[Outline records]
** begin **

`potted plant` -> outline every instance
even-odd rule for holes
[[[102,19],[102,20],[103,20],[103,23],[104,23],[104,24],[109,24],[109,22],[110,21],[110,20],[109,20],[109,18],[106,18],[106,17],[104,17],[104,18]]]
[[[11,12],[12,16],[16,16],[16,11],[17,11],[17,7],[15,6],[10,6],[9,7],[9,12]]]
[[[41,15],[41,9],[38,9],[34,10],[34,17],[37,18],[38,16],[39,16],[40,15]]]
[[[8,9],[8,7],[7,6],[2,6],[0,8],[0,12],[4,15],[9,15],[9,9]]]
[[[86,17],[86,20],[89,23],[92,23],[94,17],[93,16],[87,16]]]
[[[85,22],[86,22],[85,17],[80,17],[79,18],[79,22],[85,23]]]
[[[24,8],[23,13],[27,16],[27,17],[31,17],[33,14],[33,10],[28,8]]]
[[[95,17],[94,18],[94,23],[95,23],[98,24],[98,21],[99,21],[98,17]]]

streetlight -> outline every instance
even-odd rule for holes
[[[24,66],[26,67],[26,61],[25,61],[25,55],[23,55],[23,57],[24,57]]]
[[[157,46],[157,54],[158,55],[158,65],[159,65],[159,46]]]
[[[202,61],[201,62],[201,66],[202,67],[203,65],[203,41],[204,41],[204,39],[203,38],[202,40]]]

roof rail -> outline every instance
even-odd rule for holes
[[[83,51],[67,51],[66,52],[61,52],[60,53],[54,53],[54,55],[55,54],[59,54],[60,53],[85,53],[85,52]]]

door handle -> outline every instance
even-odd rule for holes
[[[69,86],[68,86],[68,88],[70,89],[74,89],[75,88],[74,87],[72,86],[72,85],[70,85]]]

** end **

▸ **What to do**: Return every line of the material above without any change.

▸ **Task result**:
`potted plant` -> outline every instance
even-odd rule for holes
[[[102,19],[102,20],[103,20],[103,23],[104,23],[104,24],[109,24],[109,22],[110,21],[110,20],[109,20],[109,18],[106,18],[106,17],[104,17],[104,18]]]
[[[11,12],[12,16],[16,16],[16,11],[17,11],[17,7],[15,6],[10,6],[9,7],[9,12]]]
[[[41,15],[41,9],[38,9],[34,10],[34,17],[37,18],[38,16],[39,16],[40,15]]]
[[[8,9],[8,7],[7,6],[2,6],[0,8],[0,12],[4,15],[9,15],[9,9]]]
[[[86,17],[86,20],[89,23],[92,23],[94,17],[93,16],[87,16]]]
[[[85,22],[86,22],[85,17],[80,17],[79,18],[79,22],[85,23]]]
[[[24,8],[23,13],[27,16],[27,17],[31,17],[33,14],[33,10],[28,8]]]
[[[95,17],[94,18],[94,23],[95,23],[98,24],[98,21],[99,21],[98,17]]]

streetlight -> outline every instance
even-odd rule for holes
[[[24,66],[26,67],[26,61],[25,61],[25,55],[23,55],[23,57],[24,57]]]
[[[157,46],[157,54],[158,55],[158,65],[159,65],[159,46]]]
[[[202,61],[201,62],[201,66],[202,67],[203,65],[203,41],[204,41],[204,39],[203,38],[202,40]]]

roof rail -> outline every instance
even-odd rule for holes
[[[83,51],[67,51],[66,52],[61,52],[60,53],[54,53],[54,55],[55,54],[59,54],[60,53],[85,53],[85,52]]]

door handle -> outline every instance
even-odd rule for holes
[[[69,86],[68,86],[68,88],[70,89],[74,89],[75,88],[74,87],[72,86],[72,85],[70,85]]]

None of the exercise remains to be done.